**What the task asks**
Every entry below is to be copied word for word, with its pictures removed.
The records: Begin
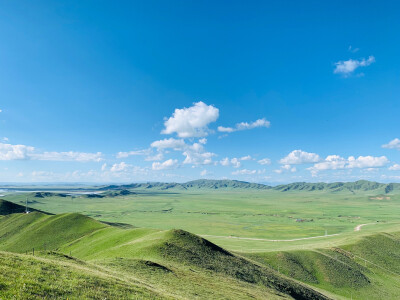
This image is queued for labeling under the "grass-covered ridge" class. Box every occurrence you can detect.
[95,179,400,193]
[245,232,400,299]
[0,202,329,299]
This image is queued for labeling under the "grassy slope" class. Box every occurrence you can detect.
[1,199,399,299]
[0,251,166,299]
[0,208,327,299]
[245,232,400,299]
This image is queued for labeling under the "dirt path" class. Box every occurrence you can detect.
[354,223,376,231]
[202,222,377,243]
[200,233,341,242]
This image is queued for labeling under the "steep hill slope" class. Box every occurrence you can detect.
[0,251,166,299]
[245,232,400,299]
The records: End
**Result of the task**
This image is queued for labeling under the "grass-covered ridge" class. Box every occurrence you can detect.
[95,179,400,193]
[245,232,400,299]
[0,202,329,299]
This image is queued for labeling under the "grassy slope" class. Box every occurrence you can detect.
[1,199,399,299]
[0,251,166,299]
[0,208,327,299]
[245,232,400,299]
This image is queued for labeling under the "dirt path" class. Box every occurrence you can detect.
[354,223,376,231]
[202,222,377,243]
[200,233,341,242]
This image is queued for labeling under the "steep hill slope" class. Box every occurrence you can detect.
[0,251,166,299]
[245,232,400,299]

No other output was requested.